---------- Records to process

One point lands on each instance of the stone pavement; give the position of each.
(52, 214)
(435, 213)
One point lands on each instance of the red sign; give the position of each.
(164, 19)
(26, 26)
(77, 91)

--------------------

Problem description:
Reproduce all of the data above line for line, keeping every character the same.

Full response:
One point lands on each instance of the stone pavement; give the position of each.
(52, 214)
(435, 213)
One point lands on each instance of the red sign; give the position of each.
(164, 19)
(26, 26)
(77, 91)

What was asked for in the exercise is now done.